* Lo que se pide *
Copia sin cambios las líneas del material de abajo, desde la que contiene "Note: indicate the dresser drawer in" hasta la que contiene "<point>602,372</point>", ambas incluidas.

* El material *
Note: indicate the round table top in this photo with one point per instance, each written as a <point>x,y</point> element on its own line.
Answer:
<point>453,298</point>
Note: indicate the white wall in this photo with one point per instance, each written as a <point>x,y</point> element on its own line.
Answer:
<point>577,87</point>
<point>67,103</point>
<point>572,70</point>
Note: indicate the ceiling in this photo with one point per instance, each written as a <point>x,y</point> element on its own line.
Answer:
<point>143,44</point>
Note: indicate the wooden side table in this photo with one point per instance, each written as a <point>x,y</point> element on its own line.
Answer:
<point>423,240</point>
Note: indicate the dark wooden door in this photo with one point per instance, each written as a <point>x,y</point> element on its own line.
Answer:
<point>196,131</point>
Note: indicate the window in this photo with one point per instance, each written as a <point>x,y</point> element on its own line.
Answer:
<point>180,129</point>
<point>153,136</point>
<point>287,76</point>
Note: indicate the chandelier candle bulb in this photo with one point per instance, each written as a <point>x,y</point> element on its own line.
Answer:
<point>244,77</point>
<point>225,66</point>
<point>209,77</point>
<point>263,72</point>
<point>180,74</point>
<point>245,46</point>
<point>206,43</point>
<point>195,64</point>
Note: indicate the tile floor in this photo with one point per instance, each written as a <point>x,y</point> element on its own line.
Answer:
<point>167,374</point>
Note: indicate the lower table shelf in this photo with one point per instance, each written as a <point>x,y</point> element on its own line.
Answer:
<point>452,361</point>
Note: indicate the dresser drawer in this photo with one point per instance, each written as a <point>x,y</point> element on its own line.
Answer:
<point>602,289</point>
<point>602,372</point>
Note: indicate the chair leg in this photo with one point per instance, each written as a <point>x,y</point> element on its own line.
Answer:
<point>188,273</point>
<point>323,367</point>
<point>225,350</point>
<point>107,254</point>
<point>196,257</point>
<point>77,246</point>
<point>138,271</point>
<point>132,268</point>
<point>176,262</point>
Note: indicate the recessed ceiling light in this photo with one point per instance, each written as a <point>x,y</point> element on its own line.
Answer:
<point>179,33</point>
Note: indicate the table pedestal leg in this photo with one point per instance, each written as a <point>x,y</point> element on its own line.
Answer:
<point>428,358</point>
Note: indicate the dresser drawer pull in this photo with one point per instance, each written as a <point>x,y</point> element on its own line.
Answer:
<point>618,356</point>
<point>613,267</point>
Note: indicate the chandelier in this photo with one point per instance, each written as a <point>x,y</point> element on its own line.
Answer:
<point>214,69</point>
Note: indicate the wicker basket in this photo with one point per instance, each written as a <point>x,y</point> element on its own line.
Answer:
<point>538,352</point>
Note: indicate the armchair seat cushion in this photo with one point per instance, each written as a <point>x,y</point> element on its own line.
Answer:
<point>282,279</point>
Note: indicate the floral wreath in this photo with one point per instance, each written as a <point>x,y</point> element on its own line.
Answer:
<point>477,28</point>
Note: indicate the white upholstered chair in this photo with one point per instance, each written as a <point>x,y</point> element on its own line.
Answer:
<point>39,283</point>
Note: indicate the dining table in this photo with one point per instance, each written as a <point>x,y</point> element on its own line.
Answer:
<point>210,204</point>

* La solución *
Note: indicate the dresser drawer in this photo with one point per instance, each written as a <point>x,y</point> element on its own line.
Answer:
<point>602,289</point>
<point>602,372</point>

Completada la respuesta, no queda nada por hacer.